● AIM
Reproduce every one of the following entries verbatim, keeping each line unchanged.

● GIVEN RECORDS
----------
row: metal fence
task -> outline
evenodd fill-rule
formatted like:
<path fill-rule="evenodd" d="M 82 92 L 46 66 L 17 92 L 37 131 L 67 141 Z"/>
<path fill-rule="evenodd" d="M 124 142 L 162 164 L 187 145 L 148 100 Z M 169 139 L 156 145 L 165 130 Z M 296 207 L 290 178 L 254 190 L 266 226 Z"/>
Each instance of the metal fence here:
----------
● FINISHED EXERCISE
row: metal fence
task -> outline
evenodd fill-rule
formatted like:
<path fill-rule="evenodd" d="M 82 92 L 46 66 L 17 92 L 37 131 L 67 141 Z"/>
<path fill-rule="evenodd" d="M 124 142 L 162 164 L 187 145 L 148 100 Z M 169 139 L 156 145 L 165 130 Z M 296 207 L 290 178 L 254 190 L 266 226 Z"/>
Each instance of the metal fence here:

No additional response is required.